• EXTRACT TO READ:
Multiple sclerosis trial begins at Wellington Hospital

A Victoria University of Wellington researcher is leading a clinical trial that may offer new hope to multiple sclerosis (MS) sufferers.

Clinical trial team at Wellington Hospital
The trial team at Wellington Hospital. L-R: Dr David Abernethy (lead clinical investigator and co-principal investigator), Dr David Bourke, Liz Goode, Dr Eloise Watson, Jonathan Barrett, Imogen Milner and Professor Anne La Flamme. Standing in front, Dr Purwa Joshi.

The trial will test two commonly used antipsychotic medications in secondary progressive MS. This form of the disease, for which there is currently no effective treatment, affects over one-third of all MS sufferers and causes significant life-long disability.

The trial, based at Wellington Regional Hospital, is actively recruiting for participants.

Victoria University immunologist Professor Anne La Flamme says repurposing medications is common for treating MS.

“The majority of agents used to treat the most common form of MS—relapsing remitting MS—were originally used for something else, like viral infections and leukaemia.

“We’re looking at two medications, clozapine and risperidone, which were designed to treat a variety of health disorders such as schizophrenia, bipolar disorder and autism.

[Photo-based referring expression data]
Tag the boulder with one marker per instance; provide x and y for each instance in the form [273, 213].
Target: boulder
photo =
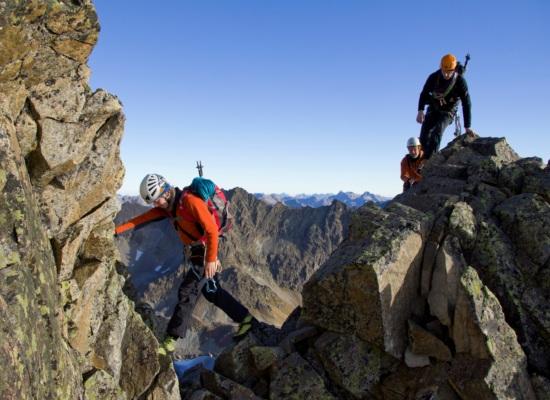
[491, 363]
[370, 285]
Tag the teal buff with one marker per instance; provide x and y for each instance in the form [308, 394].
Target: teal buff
[202, 187]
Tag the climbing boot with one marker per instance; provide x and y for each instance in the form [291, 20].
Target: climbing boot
[244, 327]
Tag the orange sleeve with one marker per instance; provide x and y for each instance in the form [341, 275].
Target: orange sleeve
[204, 217]
[151, 215]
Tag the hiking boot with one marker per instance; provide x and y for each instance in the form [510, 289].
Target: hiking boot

• TASKS TO CARRY OUT:
1. Retype the passage of the multiple sclerosis trial article that opens with the words containing "Multiple sclerosis trial" and closes with "recruiting for participants.".
2. Continue the multiple sclerosis trial article from where it stops.
None of the data is needed.

• OUTPUTS BY TASK:
1.
Multiple sclerosis trial begins at Wellington Hospital

A Victoria University of Wellington researcher is leading a clinical trial that may offer new hope to multiple sclerosis (MS) sufferers.

Clinical trial team at Wellington Hospital
The trial team at Wellington Hospital. L-R: Dr David Abernethy (lead clinical investigator and co-principal investigator), Dr David Bourke, Liz Goode, Dr Eloise Watson, Jonathan Barrett, Imogen Milner and Professor Anne La Flamme. Standing in front, Dr Purwa Joshi.

The trial will test two commonly used antipsychotic medications in secondary progressive MS. This form of the disease, for which there is currently no effective treatment, affects over one-third of all MS sufferers and causes significant life-long disability.

The trial, based at Wellington Regional Hospital, is actively recruiting for participants.

2.
“Clozapine and risperidone have always been targeted to mental illness but our studies show they are able to tone down the immune system in the brain, which is what causes MS, and this anti-inflammatory action is promising.”

Professor La Flamme is working with neurologist Dr David Abernethy from Capital & Coast District Health Board, and Associate Professor Bronwen Connor from the University of Auckland.

“The trial will be randomised, blinded and placebo-controlled, to closely monitor any potential adverse effects from the drugs as well as measure any changes to MS disease,” says Professor La Flamme.

The study has been funded by the Ministry of Business, Innovation and Employment and supported by the Neurological Foundation of New Zealand and the Great New Zealand Trek Charitable Trust. Professor La Flamme has also received additional funding from a Research for Life grant to investigate how these medicines affect the immune system during secondary progressive MS.